BRIEF: In how many lines of the material does the string "object" appear, with case counting? Reply with the number only.

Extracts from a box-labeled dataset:
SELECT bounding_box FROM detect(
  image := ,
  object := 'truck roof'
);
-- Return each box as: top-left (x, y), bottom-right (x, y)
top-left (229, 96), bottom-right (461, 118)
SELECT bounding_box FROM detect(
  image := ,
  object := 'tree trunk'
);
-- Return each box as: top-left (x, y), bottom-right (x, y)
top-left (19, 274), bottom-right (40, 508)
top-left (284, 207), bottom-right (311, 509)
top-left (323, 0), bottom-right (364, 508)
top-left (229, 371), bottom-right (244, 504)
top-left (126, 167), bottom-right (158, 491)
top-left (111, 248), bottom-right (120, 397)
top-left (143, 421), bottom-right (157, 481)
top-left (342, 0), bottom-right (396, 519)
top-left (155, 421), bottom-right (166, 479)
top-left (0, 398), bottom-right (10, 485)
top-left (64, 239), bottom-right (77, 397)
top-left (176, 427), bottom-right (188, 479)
...
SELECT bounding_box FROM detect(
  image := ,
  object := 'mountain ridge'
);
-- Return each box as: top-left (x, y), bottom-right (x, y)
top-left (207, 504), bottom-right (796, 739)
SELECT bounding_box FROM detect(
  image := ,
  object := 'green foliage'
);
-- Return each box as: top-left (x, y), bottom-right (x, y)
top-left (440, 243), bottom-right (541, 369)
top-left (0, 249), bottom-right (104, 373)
==
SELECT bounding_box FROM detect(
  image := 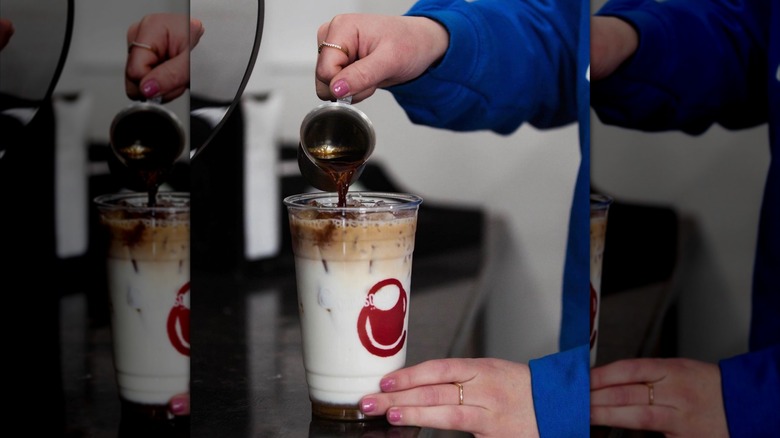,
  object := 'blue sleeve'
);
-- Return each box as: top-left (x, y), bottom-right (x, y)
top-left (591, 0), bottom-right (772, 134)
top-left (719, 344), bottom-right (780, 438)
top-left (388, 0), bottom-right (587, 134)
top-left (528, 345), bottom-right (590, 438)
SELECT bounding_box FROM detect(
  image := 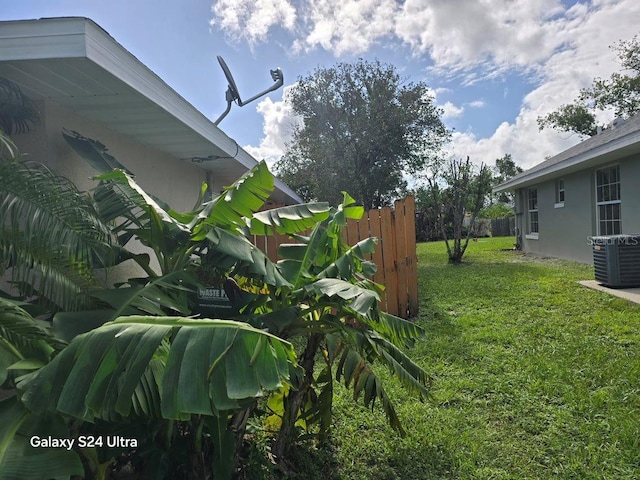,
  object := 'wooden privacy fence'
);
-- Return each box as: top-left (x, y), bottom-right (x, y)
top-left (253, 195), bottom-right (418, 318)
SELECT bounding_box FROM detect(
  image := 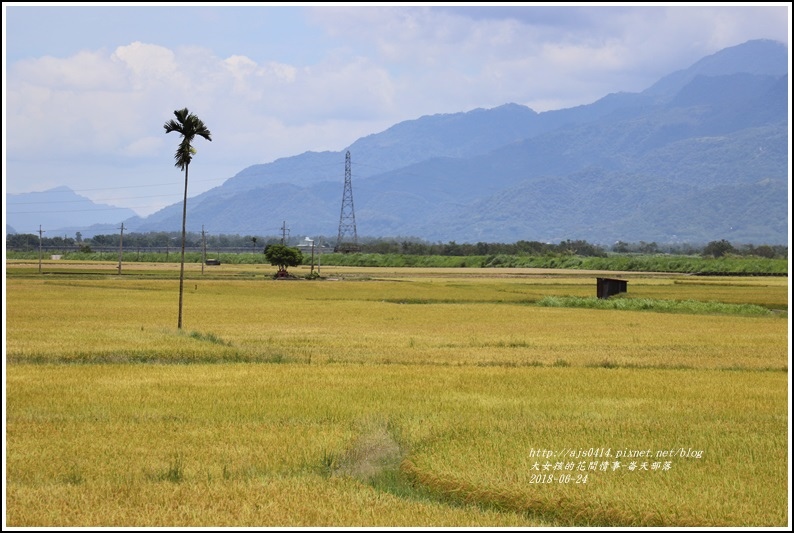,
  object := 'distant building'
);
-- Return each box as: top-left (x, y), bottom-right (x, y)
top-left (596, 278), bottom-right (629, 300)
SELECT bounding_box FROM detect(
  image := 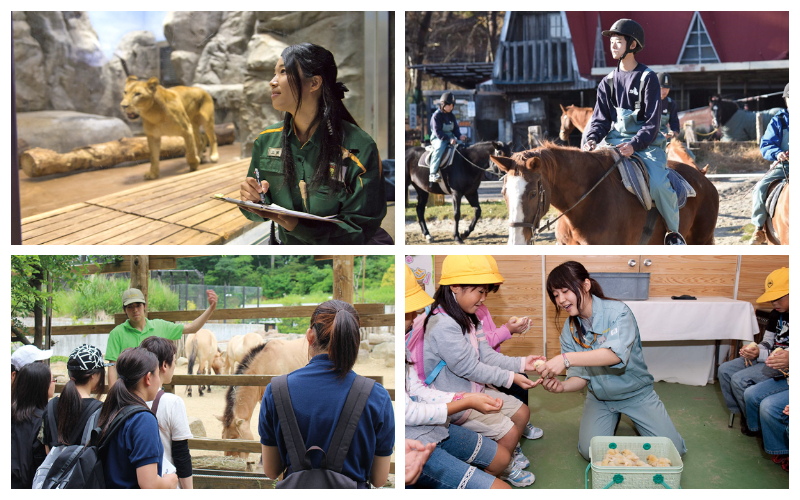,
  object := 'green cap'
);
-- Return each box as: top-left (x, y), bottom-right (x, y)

FULL SOLUTION: 8